:: Assignment 1 ::
Answer these about the piece on Anthony Bourdain's San Francisco episode:
(a) A moment from Bourdain's visit to which country is one of the writer's favorites?
(b) What car does Bourdain drive at the start of the episode?
(c) What words does Bourdain use for the maple bacon latte?
:: Assignment 2 ::
Please carry on the piece about Anthony Bourdain's San Francisco episode, starting after its last sentence.

:: Source document ::
::::::::::

I have a love/hate response to Anthony Bourdain. While I appreciate his desire to look past the tourist traps of the towns he visits in “No Reservations,” I hate the general opinion he seems to have that nothing anywhere is nearly as cool as he perceives himself to be. Which is why this moment from his visit to Australia is one of my favorites.
Not that I wish harm on the guy, of course.
Bourdain’s blog post about his San Francisco visit didn’t exactly change my opinion of him, but I went into last night’s episode of “No Reservations” with as much of an open mind as a politically correct, part-time vegan, child of hippies could muster.
The episode begins with Bourdain pretending to race through the streets Bullitt-style, in a new black Mustang. He rants a bit about San Francisco’s supposed insistence on eating local and organic, and includes shots of Chez Panisse to illustrate the point. Except that Chez Panisse is in Berkeley, and Berkeley is not San Francisco. He reminds us he is averse to vegans, and makes his first stop Pirate Cat Radio, a cafe with both vegan fare, and a maple bacon latte, which Bourdain deems “delightful…evil and good.”

::::::::::

Items from a data source:
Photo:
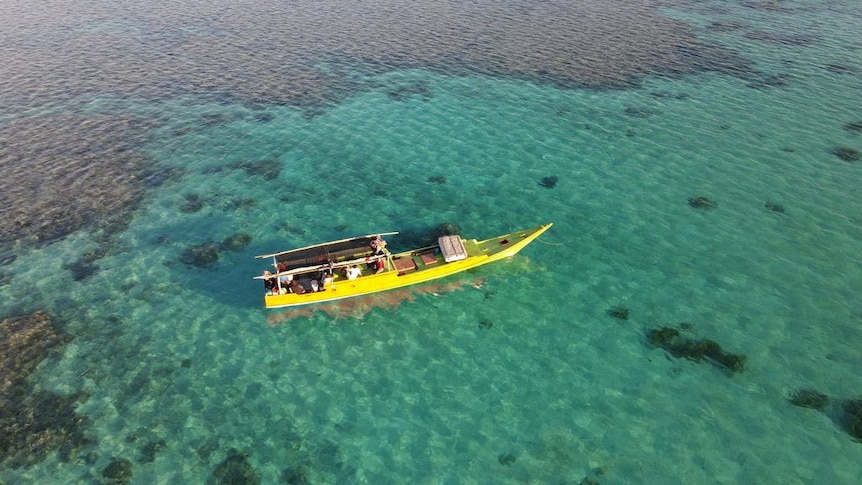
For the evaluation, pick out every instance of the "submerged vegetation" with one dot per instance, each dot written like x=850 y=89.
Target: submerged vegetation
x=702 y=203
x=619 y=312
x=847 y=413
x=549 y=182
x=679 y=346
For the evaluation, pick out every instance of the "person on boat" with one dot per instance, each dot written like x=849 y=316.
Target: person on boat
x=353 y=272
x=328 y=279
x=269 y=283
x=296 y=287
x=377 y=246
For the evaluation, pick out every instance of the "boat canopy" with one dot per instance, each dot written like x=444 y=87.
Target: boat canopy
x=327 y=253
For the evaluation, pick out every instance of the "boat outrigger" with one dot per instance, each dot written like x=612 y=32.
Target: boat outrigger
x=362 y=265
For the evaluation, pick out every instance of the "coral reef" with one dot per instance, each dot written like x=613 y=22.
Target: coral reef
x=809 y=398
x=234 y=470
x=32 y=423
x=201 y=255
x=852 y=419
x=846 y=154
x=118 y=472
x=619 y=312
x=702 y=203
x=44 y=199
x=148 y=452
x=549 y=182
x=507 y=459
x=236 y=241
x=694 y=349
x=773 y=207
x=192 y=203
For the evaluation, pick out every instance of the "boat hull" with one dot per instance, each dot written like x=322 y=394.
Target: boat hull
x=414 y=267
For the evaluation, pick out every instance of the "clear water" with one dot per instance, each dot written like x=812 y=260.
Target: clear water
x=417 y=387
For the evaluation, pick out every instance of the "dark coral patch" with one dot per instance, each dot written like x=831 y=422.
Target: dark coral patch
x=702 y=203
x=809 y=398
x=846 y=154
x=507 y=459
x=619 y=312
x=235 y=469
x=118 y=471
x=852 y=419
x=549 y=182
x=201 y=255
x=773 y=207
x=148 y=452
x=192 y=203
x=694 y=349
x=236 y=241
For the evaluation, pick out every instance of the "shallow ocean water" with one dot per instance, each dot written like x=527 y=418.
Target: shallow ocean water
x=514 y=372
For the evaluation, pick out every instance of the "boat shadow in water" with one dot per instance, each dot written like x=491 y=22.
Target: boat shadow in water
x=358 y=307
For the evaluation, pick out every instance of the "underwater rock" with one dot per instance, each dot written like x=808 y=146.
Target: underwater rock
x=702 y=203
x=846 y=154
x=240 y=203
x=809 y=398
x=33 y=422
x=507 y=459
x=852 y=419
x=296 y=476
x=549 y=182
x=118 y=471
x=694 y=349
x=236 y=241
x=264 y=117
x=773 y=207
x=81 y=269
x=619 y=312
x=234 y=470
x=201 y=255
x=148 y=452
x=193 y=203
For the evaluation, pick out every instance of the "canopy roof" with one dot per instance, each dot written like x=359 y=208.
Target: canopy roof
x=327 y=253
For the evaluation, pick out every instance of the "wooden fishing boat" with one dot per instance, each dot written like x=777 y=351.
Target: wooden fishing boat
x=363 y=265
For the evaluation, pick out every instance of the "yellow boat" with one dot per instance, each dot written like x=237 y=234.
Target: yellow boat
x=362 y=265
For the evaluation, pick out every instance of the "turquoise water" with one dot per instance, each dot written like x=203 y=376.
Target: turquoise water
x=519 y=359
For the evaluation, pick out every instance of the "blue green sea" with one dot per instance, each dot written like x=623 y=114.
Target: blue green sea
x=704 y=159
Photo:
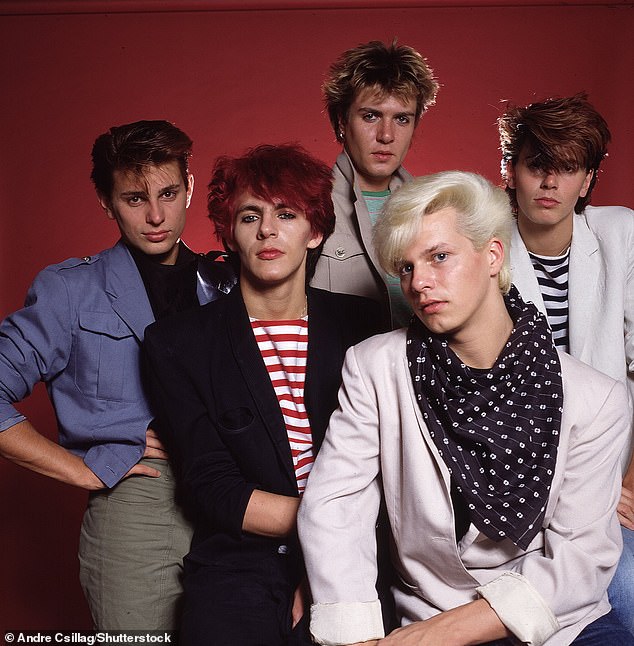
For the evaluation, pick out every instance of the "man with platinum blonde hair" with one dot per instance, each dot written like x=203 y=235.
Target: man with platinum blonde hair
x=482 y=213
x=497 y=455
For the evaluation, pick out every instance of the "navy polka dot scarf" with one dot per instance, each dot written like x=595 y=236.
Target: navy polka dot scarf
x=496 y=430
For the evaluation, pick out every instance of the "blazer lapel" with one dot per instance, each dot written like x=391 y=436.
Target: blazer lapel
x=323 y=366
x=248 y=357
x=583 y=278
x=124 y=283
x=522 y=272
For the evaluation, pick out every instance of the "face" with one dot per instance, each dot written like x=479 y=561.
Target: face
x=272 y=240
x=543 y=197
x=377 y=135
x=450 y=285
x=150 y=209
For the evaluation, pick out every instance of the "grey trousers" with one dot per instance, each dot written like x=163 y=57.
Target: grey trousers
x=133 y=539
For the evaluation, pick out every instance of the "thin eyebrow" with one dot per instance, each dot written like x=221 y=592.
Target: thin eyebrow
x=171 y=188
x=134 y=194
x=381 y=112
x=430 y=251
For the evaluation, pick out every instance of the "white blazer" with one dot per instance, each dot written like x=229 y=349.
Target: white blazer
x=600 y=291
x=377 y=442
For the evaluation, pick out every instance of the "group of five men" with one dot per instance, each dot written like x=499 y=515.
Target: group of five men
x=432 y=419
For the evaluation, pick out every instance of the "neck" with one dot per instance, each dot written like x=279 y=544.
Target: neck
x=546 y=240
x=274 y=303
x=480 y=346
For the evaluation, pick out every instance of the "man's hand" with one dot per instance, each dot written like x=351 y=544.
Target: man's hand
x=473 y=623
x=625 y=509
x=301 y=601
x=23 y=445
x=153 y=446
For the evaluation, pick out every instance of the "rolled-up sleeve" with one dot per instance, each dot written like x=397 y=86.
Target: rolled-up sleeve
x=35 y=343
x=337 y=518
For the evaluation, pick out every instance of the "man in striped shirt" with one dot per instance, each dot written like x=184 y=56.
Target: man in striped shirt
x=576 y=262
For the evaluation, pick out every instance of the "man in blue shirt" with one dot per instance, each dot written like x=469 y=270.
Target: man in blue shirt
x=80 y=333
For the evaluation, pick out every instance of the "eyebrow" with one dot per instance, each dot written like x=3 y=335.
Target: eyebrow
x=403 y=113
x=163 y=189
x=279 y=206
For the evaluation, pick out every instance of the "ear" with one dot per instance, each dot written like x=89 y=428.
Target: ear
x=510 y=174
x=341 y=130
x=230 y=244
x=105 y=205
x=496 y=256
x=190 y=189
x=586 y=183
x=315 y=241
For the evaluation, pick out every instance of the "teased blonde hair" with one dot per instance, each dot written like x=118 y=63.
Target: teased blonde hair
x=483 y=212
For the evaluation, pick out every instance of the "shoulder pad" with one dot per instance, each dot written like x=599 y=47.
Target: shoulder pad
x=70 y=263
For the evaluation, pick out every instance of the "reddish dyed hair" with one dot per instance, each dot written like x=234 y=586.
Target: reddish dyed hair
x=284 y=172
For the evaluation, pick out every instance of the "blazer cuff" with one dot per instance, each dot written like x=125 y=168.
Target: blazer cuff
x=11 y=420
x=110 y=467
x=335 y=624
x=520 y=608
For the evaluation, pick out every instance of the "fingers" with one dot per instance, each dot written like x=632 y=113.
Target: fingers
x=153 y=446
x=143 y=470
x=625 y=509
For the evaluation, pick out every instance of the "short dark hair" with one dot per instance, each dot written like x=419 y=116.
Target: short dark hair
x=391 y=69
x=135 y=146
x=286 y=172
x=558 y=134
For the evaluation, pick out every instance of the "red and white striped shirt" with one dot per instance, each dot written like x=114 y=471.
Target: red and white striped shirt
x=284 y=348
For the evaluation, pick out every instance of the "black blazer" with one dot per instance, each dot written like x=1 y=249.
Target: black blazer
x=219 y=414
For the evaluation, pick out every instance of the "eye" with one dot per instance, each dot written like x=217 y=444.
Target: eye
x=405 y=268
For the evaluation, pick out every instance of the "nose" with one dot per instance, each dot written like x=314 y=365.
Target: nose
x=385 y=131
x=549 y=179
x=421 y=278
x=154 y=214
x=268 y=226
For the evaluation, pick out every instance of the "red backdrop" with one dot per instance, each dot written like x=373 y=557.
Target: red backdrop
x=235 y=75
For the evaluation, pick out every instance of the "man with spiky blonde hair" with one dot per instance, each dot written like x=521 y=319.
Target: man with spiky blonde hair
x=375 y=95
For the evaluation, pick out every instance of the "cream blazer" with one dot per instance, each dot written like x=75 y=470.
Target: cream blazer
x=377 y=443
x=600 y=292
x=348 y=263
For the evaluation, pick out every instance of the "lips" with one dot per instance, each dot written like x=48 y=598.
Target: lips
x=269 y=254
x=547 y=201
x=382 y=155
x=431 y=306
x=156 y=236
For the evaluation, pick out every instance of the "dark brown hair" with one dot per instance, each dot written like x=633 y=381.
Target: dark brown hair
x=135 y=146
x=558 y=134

::::::::::

:: Result 1 ::
(a) Australia
(b) A new black Mustang
(c) "delightful…evil and good"

:: Result 2 ::
His next stop is the Tadich Grill, where he meets Oscar Villalon for martinis and some hangtown fry: eggs, bacon and oysters. But let’s be honest here. The Tadich Grill is a really cool, old-school place, but the food is just not very good. Which is probably why they ate eggs and not a fish dish.
After a commercial break, it’s off to Haight Street, and frankly, all the jokes that can be made about Haight Street have already been made. Bourdain meets August Kleinzahler at Aub Zam Zam, where they lament the loss of Bruno. Then they walk down Haight Street and talk about how cool they both are. Eventually they end up at the House of Prime Rib, and I know that place isn’t the fanciest joint in town, but it deserves more than torn jeans and a sweatshirt, ANTHONY. On the menu: prime rib. Duh.
The next segment is a visit to the farmer’s market at the Ferry Building. And you can see some of that here:
After the farmer’s market, he drives his rented Mustang to Oakland, so he can sample some taco truck fare. Huh? The taco trucks in Oakland are no better than the trucks in S.F., so it seems like a wasted trip to me. There’s got to be a better reason to go to Oakland during a show that’s supposed to be about San Francisco.
Back in the City, he meets Chris Cosentino at Sebo where they eat fish head, sperm sacs, and…sushi. And it all looks very good. Even the sperm sacs. The next day, Oscar is his dining partner again, and they head to That’s It Market, a liquor store in the Mission that also serves huge sandwiches. Bourdain gets a torta that includes…everything. If there was ever a sure fire cure for a hangover, that sandwich looks like it would fit the bill.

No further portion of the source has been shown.